[Prompt 1]: Pull out every line of the records that contains the word "dome", treating uppercase and lowercase as different.

[Excerpted passage]:
Hashtag Revolutions, Spectacles and Politics

The nomination process for the next presidential candidates is in full swing in the United States.  Although this election cycle has been noteworthy for several reasons, the most notable is not only the success of billionaire Donald Trump, but of the self-proclaimed “socialist,” or at different times, “democratic socialist,” Bernie Sanders. Although both the Democratic and Republican primary races are fascinating, this analysis will focus on the Trump and Sanders and their ongoing presidential nomination campaigns. Specifically, what concerns me is the role of what Luke has called “entertainmentality” in both the Democratic and Republican primaries. Luke has suggested that:

Plainly, ‘entertainments’ are arrangements to keep one preoccupied, to engage one in a specified manner, or to maintain one as such. To speak of entertainment, one already moves rhetorically into spaces of ‘entertainmentality,’ or practices that keep us held in some mutually pre-specified manners (2002, 4; quoted in Nickel 2012, 168).

In other words, as Nickel has noted, this “preoccupation” with entertainment narratives “not only hold our attention while holding us apart, it also imparts a false sense of individualized entertainment as a form of togetherness” (2012, 169). These “celebrity parables” have turned the race for President of the United States into the equivalent of a TV reality show complete with heroes and villains, obscuring alternatives to crisis-ridden and contradictory neoliberal governance, or “roll-out neoliberalism,” that has continued under both the Left and Right (Peck 2010).

The current Democratic and Republican primaries represent the latest iteration of this entertainment narrative. Americans’ preoccupation with the celebrity character of the Democratic and Republican primary races, despite their ideological differences, is propelled by a “media spectacle” that precludes any “political #revolution” or anti-establishment politics (Kellner 2009, 783; Fletcher 2016).

Although I argue that all of the candidates fall within this entertainmentality narrative, Sanders and Trump have each proclaimed that they are “anti-establishment” candidates and thus beyond “political orthodoxy” (Roberts and Jacobs 2016). Both presidential candidates adhere to ideologically different views, but nonetheless embrace entertainmentality narratives and media spectacle. As a result, these continue to dominate Democratic and Republican election politics.

[Prompt 2]: Output, word for word, the part of the essay on election spectacle that opens with the words "In other words, as" and closes with "Right (Peck 2010).".

[Records supplied]:
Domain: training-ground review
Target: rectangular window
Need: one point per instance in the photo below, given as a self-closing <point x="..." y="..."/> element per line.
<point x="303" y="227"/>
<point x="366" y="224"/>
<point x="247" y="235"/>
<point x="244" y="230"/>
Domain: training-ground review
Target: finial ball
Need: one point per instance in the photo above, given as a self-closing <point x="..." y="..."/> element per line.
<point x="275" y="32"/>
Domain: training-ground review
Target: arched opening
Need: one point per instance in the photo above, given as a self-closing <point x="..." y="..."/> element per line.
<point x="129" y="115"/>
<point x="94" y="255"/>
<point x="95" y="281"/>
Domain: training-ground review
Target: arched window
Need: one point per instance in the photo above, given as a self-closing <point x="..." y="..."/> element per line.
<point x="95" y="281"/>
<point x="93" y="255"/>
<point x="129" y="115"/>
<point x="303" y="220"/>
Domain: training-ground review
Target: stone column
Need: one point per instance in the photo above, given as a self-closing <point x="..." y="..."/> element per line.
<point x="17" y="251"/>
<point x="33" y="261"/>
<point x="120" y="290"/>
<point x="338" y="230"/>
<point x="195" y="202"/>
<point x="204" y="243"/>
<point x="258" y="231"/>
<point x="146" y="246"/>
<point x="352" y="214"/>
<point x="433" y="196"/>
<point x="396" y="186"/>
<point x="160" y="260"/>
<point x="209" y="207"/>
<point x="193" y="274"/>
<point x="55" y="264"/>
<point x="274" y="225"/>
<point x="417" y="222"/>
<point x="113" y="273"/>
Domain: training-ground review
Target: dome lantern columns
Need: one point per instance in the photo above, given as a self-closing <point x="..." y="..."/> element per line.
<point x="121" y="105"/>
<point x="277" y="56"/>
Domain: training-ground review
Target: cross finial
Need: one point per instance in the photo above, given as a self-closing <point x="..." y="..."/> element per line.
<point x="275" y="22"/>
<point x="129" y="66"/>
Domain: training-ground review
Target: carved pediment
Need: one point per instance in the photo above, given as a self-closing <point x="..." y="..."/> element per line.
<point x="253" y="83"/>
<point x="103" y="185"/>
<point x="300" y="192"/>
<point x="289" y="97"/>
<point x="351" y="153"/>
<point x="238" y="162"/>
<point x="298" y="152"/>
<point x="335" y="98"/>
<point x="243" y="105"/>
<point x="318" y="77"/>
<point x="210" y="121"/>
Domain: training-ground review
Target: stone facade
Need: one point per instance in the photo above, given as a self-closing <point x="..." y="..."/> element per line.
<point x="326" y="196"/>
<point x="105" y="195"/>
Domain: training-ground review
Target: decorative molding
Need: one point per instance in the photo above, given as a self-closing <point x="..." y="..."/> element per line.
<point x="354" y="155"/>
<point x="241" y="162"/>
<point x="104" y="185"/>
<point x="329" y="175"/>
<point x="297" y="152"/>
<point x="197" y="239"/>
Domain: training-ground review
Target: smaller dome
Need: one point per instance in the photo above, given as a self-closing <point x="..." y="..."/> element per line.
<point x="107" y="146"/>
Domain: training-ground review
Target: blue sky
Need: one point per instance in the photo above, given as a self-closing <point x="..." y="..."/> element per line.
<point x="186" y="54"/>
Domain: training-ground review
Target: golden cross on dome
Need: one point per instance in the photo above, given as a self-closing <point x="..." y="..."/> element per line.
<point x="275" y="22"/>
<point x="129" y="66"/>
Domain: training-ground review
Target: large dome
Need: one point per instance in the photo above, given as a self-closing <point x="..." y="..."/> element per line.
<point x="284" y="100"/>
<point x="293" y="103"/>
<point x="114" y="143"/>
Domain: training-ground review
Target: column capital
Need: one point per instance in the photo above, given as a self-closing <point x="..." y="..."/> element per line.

[Full response 1]:
Target: dome lantern columns
Target: smaller dome
Target: golden cross on dome
Target: large dome

[Full response 2]:
In other words, as Nickel has noted, this “preoccupation” with entertainment narratives “not only hold our attention while holding us apart, it also imparts a false sense of individualized entertainment as a form of togetherness” (2012, 169). These “celebrity parables” have turned the race for President of the United States into the equivalent of a TV reality show complete with heroes and villains, obscuring alternatives to crisis-ridden and contradictory neoliberal governance, or “roll-out neoliberalism,” that has continued under both the Left and Right (Peck 2010).